Labeled region items:
◇ ◇ ◇ ◇

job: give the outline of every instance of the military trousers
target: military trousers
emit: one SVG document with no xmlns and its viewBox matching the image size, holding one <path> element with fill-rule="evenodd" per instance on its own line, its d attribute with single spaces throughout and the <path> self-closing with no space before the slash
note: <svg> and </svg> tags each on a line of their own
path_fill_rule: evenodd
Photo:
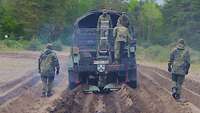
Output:
<svg viewBox="0 0 200 113">
<path fill-rule="evenodd" d="M 174 73 L 172 74 L 172 81 L 173 81 L 172 88 L 176 89 L 175 93 L 178 95 L 181 95 L 181 90 L 184 80 L 185 80 L 185 75 L 174 74 Z"/>
<path fill-rule="evenodd" d="M 53 87 L 54 76 L 41 76 L 43 84 L 43 94 L 51 93 Z"/>
<path fill-rule="evenodd" d="M 123 41 L 115 41 L 115 45 L 114 45 L 114 49 L 115 49 L 115 60 L 116 61 L 120 61 L 120 57 L 122 56 L 123 50 L 125 49 L 125 42 Z"/>
</svg>

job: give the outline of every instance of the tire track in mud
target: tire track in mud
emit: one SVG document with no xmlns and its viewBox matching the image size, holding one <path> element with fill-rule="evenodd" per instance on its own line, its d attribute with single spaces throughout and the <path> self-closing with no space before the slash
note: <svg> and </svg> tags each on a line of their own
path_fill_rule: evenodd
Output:
<svg viewBox="0 0 200 113">
<path fill-rule="evenodd" d="M 3 90 L 7 89 L 7 93 L 0 95 L 0 105 L 4 104 L 5 102 L 7 102 L 8 100 L 11 100 L 17 96 L 22 95 L 23 93 L 25 93 L 30 87 L 35 86 L 39 80 L 40 77 L 38 75 L 36 75 L 36 73 L 31 73 L 31 77 L 27 78 L 28 80 L 25 81 L 24 83 L 20 84 L 15 84 L 17 85 L 17 87 L 9 87 L 9 88 L 4 88 Z M 18 81 L 18 80 L 17 80 Z M 13 89 L 12 89 L 13 88 Z M 9 91 L 10 90 L 10 91 Z"/>
<path fill-rule="evenodd" d="M 145 72 L 146 74 L 148 73 L 148 76 L 152 77 L 152 79 L 154 79 L 154 81 L 157 81 L 158 85 L 160 85 L 163 88 L 166 88 L 166 90 L 170 94 L 171 87 L 172 87 L 172 81 L 169 77 L 165 76 L 166 72 L 157 71 L 155 69 L 150 70 L 150 69 L 151 68 L 146 68 L 146 67 L 141 68 L 142 72 Z M 167 74 L 167 75 L 170 76 L 169 74 Z M 188 82 L 188 81 L 185 81 L 185 82 Z M 190 84 L 192 84 L 192 83 L 190 83 Z M 198 92 L 196 92 L 196 90 L 192 90 L 192 88 L 188 89 L 188 87 L 193 86 L 193 85 L 189 86 L 190 84 L 183 85 L 182 95 L 187 101 L 191 102 L 196 107 L 200 108 L 200 94 Z M 194 84 L 197 84 L 197 83 L 194 83 Z M 196 87 L 200 87 L 200 85 L 197 85 Z"/>
<path fill-rule="evenodd" d="M 158 68 L 154 68 L 154 67 L 148 67 L 148 66 L 141 66 L 142 69 L 145 69 L 147 71 L 153 71 L 153 72 L 156 72 L 157 74 L 159 75 L 162 75 L 163 77 L 166 77 L 168 79 L 171 80 L 171 74 L 165 70 L 161 70 L 161 69 L 158 69 Z M 186 75 L 187 77 L 188 75 Z M 197 82 L 195 80 L 191 80 L 191 79 L 186 79 L 184 81 L 184 87 L 187 88 L 187 89 L 190 89 L 192 90 L 193 92 L 197 93 L 200 95 L 200 82 Z"/>
</svg>

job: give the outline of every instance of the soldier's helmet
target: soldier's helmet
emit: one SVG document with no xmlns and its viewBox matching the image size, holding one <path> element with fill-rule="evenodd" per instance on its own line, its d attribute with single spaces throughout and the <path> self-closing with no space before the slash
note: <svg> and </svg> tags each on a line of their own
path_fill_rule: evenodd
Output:
<svg viewBox="0 0 200 113">
<path fill-rule="evenodd" d="M 183 49 L 185 47 L 184 39 L 181 38 L 181 39 L 178 40 L 177 47 L 180 48 L 180 49 Z"/>
<path fill-rule="evenodd" d="M 50 50 L 53 50 L 53 45 L 51 43 L 48 43 L 46 45 L 46 49 L 50 49 Z"/>
<path fill-rule="evenodd" d="M 122 15 L 126 15 L 126 12 L 122 12 Z"/>
<path fill-rule="evenodd" d="M 106 14 L 107 14 L 107 10 L 103 9 L 103 15 L 106 15 Z"/>
</svg>

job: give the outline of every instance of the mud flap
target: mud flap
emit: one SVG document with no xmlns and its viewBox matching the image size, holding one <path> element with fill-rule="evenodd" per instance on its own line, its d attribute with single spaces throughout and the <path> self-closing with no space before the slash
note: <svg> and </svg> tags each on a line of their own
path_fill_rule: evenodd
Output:
<svg viewBox="0 0 200 113">
<path fill-rule="evenodd" d="M 83 90 L 84 93 L 99 93 L 100 91 L 97 86 L 89 86 L 88 89 Z"/>
<path fill-rule="evenodd" d="M 121 89 L 120 87 L 116 87 L 116 85 L 114 85 L 114 84 L 111 83 L 111 84 L 106 85 L 103 88 L 103 91 L 104 92 L 112 92 L 112 91 L 118 91 L 120 89 Z"/>
</svg>

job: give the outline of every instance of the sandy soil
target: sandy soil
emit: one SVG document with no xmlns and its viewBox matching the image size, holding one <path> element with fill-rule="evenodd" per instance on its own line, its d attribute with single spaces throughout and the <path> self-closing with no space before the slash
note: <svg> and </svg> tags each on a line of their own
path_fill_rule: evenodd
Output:
<svg viewBox="0 0 200 113">
<path fill-rule="evenodd" d="M 19 55 L 6 54 L 6 58 L 16 59 L 15 56 Z M 35 61 L 29 55 L 26 58 Z M 2 82 L 0 113 L 200 113 L 200 82 L 193 79 L 188 78 L 184 83 L 184 103 L 171 97 L 172 83 L 168 72 L 141 65 L 138 65 L 137 89 L 122 85 L 120 91 L 109 94 L 84 94 L 82 90 L 86 86 L 72 91 L 66 89 L 66 54 L 59 54 L 59 59 L 62 71 L 56 76 L 52 97 L 40 97 L 40 77 L 34 69 L 28 70 L 26 77 Z"/>
</svg>

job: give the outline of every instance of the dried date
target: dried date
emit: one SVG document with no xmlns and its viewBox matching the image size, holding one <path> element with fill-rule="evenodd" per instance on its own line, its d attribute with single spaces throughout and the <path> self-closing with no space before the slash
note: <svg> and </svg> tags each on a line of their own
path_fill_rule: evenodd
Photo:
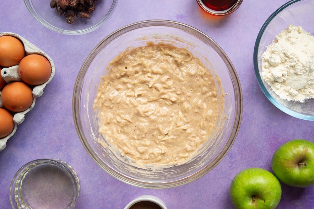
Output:
<svg viewBox="0 0 314 209">
<path fill-rule="evenodd" d="M 100 0 L 51 0 L 52 8 L 56 8 L 60 16 L 64 14 L 67 22 L 72 24 L 76 17 L 89 19 L 95 9 L 95 2 Z"/>
</svg>

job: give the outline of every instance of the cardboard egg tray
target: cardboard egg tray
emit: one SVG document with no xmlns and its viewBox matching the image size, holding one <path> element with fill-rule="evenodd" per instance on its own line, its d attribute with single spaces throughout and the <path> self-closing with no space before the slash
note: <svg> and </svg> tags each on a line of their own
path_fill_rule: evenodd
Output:
<svg viewBox="0 0 314 209">
<path fill-rule="evenodd" d="M 33 96 L 34 101 L 30 107 L 28 109 L 22 112 L 12 112 L 13 115 L 13 121 L 14 122 L 14 128 L 9 135 L 4 138 L 0 138 L 0 151 L 3 150 L 5 147 L 6 144 L 8 140 L 13 136 L 17 128 L 18 125 L 20 124 L 25 119 L 25 114 L 30 111 L 35 105 L 36 98 L 40 97 L 44 93 L 44 89 L 46 85 L 50 82 L 55 75 L 55 67 L 54 64 L 51 59 L 46 54 L 42 51 L 39 48 L 34 45 L 30 42 L 21 37 L 19 35 L 12 33 L 0 33 L 0 37 L 3 35 L 10 35 L 19 39 L 24 44 L 25 52 L 25 55 L 31 54 L 36 54 L 45 56 L 50 63 L 51 65 L 51 75 L 48 80 L 44 83 L 35 86 L 33 88 Z M 4 81 L 7 83 L 14 81 L 23 81 L 19 76 L 18 71 L 19 65 L 9 67 L 4 67 L 1 71 L 1 75 Z M 1 91 L 0 90 L 0 107 L 4 108 L 1 101 Z"/>
</svg>

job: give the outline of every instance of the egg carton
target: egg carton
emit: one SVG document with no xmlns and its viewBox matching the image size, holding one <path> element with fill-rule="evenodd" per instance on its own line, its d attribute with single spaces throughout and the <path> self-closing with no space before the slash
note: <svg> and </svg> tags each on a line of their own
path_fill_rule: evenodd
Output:
<svg viewBox="0 0 314 209">
<path fill-rule="evenodd" d="M 55 75 L 55 67 L 54 64 L 51 58 L 45 52 L 38 47 L 34 45 L 28 40 L 16 34 L 10 32 L 0 33 L 0 37 L 3 35 L 10 35 L 13 36 L 19 39 L 24 44 L 25 52 L 25 56 L 31 54 L 37 54 L 46 57 L 51 65 L 51 74 L 48 80 L 44 83 L 36 86 L 33 88 L 33 96 L 34 100 L 33 103 L 28 109 L 22 112 L 13 113 L 13 121 L 14 122 L 14 128 L 11 133 L 7 136 L 0 138 L 0 151 L 5 148 L 6 144 L 8 139 L 14 135 L 17 128 L 18 125 L 19 125 L 25 119 L 25 114 L 30 112 L 35 106 L 36 98 L 40 97 L 44 93 L 44 89 L 46 85 L 52 79 Z M 4 81 L 9 83 L 14 81 L 22 81 L 19 74 L 19 65 L 7 68 L 3 68 L 1 71 L 1 75 Z M 4 107 L 1 101 L 1 91 L 0 90 L 0 107 Z"/>
</svg>

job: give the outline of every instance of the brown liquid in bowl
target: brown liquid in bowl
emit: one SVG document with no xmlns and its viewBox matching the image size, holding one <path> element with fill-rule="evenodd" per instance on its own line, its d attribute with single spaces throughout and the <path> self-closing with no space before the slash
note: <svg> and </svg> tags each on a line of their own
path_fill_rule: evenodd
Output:
<svg viewBox="0 0 314 209">
<path fill-rule="evenodd" d="M 161 209 L 161 207 L 154 202 L 141 201 L 133 205 L 130 209 Z"/>
</svg>

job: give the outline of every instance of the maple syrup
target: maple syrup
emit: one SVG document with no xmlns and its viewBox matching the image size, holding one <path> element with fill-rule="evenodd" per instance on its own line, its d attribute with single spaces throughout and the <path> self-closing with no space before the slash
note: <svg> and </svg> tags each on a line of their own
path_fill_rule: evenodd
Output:
<svg viewBox="0 0 314 209">
<path fill-rule="evenodd" d="M 200 6 L 206 12 L 216 15 L 226 14 L 240 6 L 242 0 L 197 0 Z"/>
</svg>

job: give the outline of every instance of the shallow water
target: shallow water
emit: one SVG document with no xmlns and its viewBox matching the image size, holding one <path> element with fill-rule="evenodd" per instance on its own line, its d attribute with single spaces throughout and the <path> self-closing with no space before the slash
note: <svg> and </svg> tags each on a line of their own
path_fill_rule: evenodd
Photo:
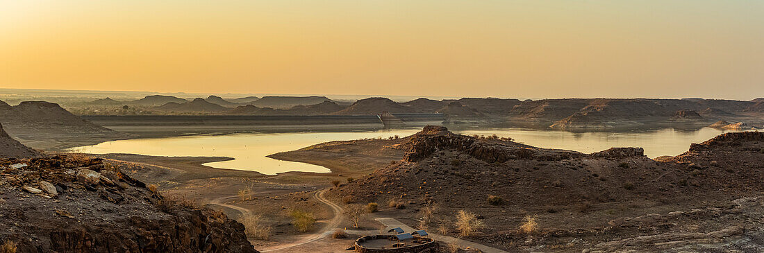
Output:
<svg viewBox="0 0 764 253">
<path fill-rule="evenodd" d="M 163 156 L 228 156 L 231 161 L 206 165 L 220 168 L 256 171 L 274 175 L 286 171 L 329 172 L 329 169 L 301 162 L 279 161 L 265 157 L 279 152 L 298 149 L 313 144 L 362 138 L 406 136 L 421 128 L 348 131 L 336 133 L 253 133 L 231 135 L 134 139 L 106 142 L 70 149 L 86 153 L 133 153 Z M 593 152 L 611 147 L 642 147 L 650 158 L 676 155 L 698 143 L 726 131 L 703 128 L 695 131 L 672 129 L 621 133 L 570 133 L 516 128 L 455 130 L 467 135 L 492 135 L 511 137 L 515 141 L 542 148 Z"/>
</svg>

◇ ◇ ◇ ◇

Output everything from the start of the items down to the line containing "target: military trousers", both ends included, reproducing each line verbatim.

job: give the outline of every instance of the military trousers
target: military trousers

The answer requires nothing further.